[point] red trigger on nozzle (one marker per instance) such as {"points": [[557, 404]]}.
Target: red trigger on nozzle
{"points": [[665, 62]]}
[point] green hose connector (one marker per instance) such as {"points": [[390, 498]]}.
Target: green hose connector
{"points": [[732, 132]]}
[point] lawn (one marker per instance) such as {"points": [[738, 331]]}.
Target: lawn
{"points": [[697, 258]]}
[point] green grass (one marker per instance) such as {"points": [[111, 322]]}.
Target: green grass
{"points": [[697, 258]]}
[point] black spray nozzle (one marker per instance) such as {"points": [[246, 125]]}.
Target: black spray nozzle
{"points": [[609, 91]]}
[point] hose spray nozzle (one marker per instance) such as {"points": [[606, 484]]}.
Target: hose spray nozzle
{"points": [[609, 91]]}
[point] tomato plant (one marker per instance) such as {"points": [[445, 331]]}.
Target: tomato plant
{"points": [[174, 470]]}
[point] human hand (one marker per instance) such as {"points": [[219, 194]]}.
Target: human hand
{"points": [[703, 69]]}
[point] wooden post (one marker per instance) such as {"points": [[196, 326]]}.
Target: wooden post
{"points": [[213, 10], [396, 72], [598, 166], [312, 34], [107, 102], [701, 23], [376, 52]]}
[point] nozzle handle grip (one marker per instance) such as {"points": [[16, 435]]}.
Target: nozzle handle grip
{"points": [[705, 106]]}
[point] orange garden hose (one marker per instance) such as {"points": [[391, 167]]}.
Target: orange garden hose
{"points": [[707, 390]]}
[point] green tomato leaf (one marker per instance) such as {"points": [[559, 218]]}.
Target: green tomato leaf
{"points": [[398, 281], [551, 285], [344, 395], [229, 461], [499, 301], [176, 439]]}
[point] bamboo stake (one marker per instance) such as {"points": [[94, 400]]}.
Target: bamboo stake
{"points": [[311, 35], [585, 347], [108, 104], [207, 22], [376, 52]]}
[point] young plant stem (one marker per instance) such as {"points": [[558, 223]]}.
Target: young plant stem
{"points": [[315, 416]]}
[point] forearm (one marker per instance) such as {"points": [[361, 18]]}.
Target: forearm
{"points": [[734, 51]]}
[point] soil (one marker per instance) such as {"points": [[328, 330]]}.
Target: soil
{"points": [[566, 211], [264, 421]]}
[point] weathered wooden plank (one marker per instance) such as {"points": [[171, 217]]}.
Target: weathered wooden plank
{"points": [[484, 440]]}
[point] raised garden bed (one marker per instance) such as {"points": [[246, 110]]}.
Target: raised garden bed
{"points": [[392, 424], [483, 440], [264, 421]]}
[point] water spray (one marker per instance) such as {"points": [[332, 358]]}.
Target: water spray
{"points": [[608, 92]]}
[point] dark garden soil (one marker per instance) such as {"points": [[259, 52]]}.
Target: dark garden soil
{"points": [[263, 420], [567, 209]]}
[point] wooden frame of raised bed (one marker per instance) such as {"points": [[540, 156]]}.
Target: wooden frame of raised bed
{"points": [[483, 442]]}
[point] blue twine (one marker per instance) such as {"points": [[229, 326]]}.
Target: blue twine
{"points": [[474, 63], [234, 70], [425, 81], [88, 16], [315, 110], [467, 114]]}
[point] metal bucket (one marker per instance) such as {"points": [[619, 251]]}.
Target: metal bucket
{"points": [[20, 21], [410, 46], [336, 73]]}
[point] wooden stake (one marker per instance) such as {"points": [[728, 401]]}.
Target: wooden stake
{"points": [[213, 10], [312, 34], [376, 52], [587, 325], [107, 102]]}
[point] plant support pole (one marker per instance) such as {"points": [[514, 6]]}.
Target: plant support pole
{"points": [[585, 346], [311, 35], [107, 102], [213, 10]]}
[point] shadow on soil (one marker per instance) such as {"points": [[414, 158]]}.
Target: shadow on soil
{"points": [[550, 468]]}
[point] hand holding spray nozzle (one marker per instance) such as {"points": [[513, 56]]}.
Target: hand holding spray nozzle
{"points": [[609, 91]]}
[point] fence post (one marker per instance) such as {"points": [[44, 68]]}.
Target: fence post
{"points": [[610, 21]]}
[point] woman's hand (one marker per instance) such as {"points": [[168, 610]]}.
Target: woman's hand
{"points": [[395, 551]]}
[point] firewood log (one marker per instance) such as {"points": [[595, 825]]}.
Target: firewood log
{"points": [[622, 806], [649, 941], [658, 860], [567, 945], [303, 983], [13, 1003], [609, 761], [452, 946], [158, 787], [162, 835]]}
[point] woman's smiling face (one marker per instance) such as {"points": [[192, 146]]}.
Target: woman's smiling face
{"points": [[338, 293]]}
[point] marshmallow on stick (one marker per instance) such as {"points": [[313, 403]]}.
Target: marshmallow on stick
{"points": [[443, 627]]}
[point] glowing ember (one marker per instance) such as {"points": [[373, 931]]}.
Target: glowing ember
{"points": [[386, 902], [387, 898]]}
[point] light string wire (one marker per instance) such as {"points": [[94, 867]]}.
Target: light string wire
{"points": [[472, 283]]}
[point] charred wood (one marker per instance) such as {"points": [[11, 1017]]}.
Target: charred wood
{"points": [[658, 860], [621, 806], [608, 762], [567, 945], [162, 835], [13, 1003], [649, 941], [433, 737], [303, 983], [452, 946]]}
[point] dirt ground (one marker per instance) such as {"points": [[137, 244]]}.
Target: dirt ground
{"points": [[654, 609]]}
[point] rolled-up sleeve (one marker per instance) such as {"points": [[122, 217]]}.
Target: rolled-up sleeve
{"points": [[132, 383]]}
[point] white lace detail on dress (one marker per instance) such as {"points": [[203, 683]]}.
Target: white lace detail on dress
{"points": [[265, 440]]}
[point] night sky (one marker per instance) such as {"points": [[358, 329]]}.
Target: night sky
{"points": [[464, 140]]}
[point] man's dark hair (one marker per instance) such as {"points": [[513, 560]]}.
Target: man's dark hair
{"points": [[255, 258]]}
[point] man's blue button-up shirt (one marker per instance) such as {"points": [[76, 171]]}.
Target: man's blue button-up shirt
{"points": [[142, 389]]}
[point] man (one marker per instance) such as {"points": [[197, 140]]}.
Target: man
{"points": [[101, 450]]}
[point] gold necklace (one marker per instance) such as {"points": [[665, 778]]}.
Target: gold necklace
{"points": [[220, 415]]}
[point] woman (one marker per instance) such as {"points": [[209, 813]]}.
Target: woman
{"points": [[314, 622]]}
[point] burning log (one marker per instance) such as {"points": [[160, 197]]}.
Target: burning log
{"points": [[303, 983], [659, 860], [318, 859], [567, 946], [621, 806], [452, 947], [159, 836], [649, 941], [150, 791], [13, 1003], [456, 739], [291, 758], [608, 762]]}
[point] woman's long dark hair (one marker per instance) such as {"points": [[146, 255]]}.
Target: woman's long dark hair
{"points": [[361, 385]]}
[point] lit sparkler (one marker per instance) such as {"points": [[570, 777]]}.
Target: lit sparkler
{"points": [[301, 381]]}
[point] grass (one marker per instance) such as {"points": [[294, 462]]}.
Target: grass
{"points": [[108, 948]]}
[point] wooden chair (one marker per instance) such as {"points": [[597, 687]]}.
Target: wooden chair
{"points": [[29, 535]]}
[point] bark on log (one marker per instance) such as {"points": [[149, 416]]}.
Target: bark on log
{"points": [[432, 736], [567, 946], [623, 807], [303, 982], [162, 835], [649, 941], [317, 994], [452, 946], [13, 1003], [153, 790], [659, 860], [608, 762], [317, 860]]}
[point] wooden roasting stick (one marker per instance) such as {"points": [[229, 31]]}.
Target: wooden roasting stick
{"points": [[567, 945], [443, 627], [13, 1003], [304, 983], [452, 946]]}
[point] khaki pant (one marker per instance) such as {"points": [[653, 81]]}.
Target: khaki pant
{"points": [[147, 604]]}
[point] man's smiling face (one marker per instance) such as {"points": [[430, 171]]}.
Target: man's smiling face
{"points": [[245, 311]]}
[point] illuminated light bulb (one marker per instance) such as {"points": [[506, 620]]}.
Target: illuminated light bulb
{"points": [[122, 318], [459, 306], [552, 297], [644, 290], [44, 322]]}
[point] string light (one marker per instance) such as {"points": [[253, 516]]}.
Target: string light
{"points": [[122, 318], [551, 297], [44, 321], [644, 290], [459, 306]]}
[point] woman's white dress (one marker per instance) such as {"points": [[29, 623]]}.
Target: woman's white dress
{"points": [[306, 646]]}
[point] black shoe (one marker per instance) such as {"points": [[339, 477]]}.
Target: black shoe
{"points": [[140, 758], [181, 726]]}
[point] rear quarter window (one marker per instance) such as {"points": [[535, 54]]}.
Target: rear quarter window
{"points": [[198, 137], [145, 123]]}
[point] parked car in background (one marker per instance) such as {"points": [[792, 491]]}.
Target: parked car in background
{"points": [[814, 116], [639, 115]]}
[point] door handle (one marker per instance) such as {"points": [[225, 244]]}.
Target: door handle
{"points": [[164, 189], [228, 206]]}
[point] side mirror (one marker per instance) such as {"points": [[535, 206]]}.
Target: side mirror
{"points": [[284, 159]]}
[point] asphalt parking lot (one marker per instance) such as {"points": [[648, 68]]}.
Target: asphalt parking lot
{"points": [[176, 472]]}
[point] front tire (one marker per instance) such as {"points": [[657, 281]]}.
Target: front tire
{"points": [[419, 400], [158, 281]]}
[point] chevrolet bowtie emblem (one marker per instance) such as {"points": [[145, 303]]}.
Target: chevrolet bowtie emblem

────────────────

Repeat, exactly and only, the lines above from the one containing "[point] string light" through the end of the material.

[point] string light (one marker per instance) such as {"points": [[253, 516]]}.
Target: string light
{"points": [[122, 318], [551, 297], [44, 321], [644, 290], [459, 306]]}
[point] woman's white dress (one marker per instance) such as {"points": [[29, 623]]}.
Target: woman's white dress
{"points": [[306, 646]]}
[point] black shoe (one marker per instance) such as {"points": [[339, 477]]}.
Target: black shoe
{"points": [[140, 758], [181, 726]]}
[point] rear quarter window (one marker per instance) such as {"points": [[535, 54]]}.
Target: rear quarter window
{"points": [[198, 137], [145, 123]]}
[point] parked car in background (one marker per instance) such as {"points": [[792, 491]]}.
Target: parked car in background
{"points": [[814, 116], [639, 115]]}
[point] door handle (one marker per instance) such as {"points": [[225, 244]]}.
Target: door handle
{"points": [[164, 189], [228, 206]]}
[point] side mirror (one marker per instance) such as {"points": [[535, 206]]}.
Target: side mirror
{"points": [[284, 159]]}
[point] asphalt parking lot (one marker per instance) such as {"points": [[648, 68]]}.
Target: asphalt parking lot
{"points": [[176, 472]]}
[point] front tire (one marker per instance) such as {"points": [[657, 281]]}.
Target: front tire
{"points": [[419, 400], [158, 281]]}
[point] chevrolet bowtie emblem (one marker per instance) such as {"points": [[145, 303]]}.
Target: chevrolet bowtie emblem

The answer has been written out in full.